» TASK OBJECTIVE
Reproduce each of the records below line for line, with no changes.

--- RECORDS PROVIDED ---

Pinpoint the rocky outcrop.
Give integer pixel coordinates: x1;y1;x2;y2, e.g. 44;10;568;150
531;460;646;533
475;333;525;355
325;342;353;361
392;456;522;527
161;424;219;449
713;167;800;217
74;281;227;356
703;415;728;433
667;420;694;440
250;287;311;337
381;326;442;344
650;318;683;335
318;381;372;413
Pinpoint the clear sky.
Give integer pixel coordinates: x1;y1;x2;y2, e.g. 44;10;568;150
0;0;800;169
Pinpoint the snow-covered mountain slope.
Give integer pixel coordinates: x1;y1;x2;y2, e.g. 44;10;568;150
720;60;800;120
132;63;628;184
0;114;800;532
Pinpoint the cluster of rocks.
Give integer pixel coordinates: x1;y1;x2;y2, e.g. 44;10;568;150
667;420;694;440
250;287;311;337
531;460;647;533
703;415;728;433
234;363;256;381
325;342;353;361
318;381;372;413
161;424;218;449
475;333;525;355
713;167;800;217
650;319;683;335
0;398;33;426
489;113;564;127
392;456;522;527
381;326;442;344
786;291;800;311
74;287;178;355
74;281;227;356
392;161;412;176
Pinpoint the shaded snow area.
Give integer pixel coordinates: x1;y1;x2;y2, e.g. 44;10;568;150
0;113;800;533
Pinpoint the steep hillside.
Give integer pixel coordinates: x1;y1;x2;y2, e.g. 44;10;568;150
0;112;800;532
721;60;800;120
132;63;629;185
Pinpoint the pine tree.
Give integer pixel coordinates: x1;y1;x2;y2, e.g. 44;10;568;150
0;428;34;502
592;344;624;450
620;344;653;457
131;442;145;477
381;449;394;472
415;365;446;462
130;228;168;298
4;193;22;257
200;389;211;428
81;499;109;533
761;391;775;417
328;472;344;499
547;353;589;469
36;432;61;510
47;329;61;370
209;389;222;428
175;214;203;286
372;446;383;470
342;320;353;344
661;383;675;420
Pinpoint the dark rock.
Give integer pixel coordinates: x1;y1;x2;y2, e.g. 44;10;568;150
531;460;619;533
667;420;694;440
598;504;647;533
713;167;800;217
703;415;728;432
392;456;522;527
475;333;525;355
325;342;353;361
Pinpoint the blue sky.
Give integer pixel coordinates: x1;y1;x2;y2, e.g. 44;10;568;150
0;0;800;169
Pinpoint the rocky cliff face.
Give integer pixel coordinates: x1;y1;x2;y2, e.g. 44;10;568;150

---

» FINAL ANSWER
Pinpoint the rocky outcrop.
Give integer pixel coordinates: x1;y1;x2;y2, e.g. 44;10;568;150
531;460;646;533
475;333;525;355
325;342;353;361
392;456;522;527
161;424;219;449
713;167;800;217
74;281;227;356
703;415;728;433
667;420;694;440
250;287;311;337
381;326;442;344
650;318;683;335
318;381;372;413
Pinpoint the clear sky.
Give integer pixel coordinates: x1;y1;x2;y2, e.g. 44;10;568;150
0;0;800;169
Pinpoint the snow-covered mountain slope.
Give integer pixel coordinates: x1;y1;x2;y2, e.g. 44;10;568;150
720;60;800;120
132;63;628;184
0;114;800;532
Pinpoint the cluster of rocks.
Give integer pixel coordinates: x1;y1;x2;y2, e.g. 44;10;568;150
667;420;694;440
250;287;311;337
531;460;647;533
703;415;728;433
234;363;256;381
325;342;353;361
318;381;372;413
161;424;218;449
475;333;525;355
713;167;800;217
650;319;683;335
0;398;33;426
489;113;564;127
392;456;522;527
381;326;442;344
786;291;800;311
74;287;178;355
74;281;227;356
392;161;412;176
Pinpoint the shaded snow area.
Give integer pixel coordinates: x1;y1;x2;y2, e.g. 44;10;568;150
0;113;800;533
Pinpoint the steep hillside.
Give integer pixel coordinates: x1;y1;x2;y2, e.g. 44;10;568;150
0;112;800;532
721;60;800;120
132;63;629;185
Pinpoint the pine tree.
Give integer pixel coordinates: x1;y1;x2;y2, e.g. 44;10;568;150
0;428;34;502
592;344;624;450
620;344;653;457
131;442;145;477
381;449;394;472
415;365;446;462
130;228;168;298
4;193;22;257
200;389;211;428
81;499;109;533
761;391;775;417
328;472;344;499
547;353;589;469
36;432;61;510
47;329;61;370
209;389;222;428
175;214;203;286
372;446;383;470
342;320;353;344
661;383;675;420
Pinpoint the dark rock.
Give integer pixel coordinates: x1;y1;x2;y2, e.g. 44;10;568;150
531;460;619;533
667;420;694;440
598;504;647;533
713;167;800;217
703;415;728;432
392;456;522;527
475;333;525;355
325;342;353;361
Pinpoint the blue sky.
Give integer pixel coordinates: x1;y1;x2;y2, e.g. 44;10;568;150
0;0;800;169
Pinpoint the rocky cliff face.
Give integer pixel coordinates: x1;y1;x2;y2, e.g. 44;10;568;150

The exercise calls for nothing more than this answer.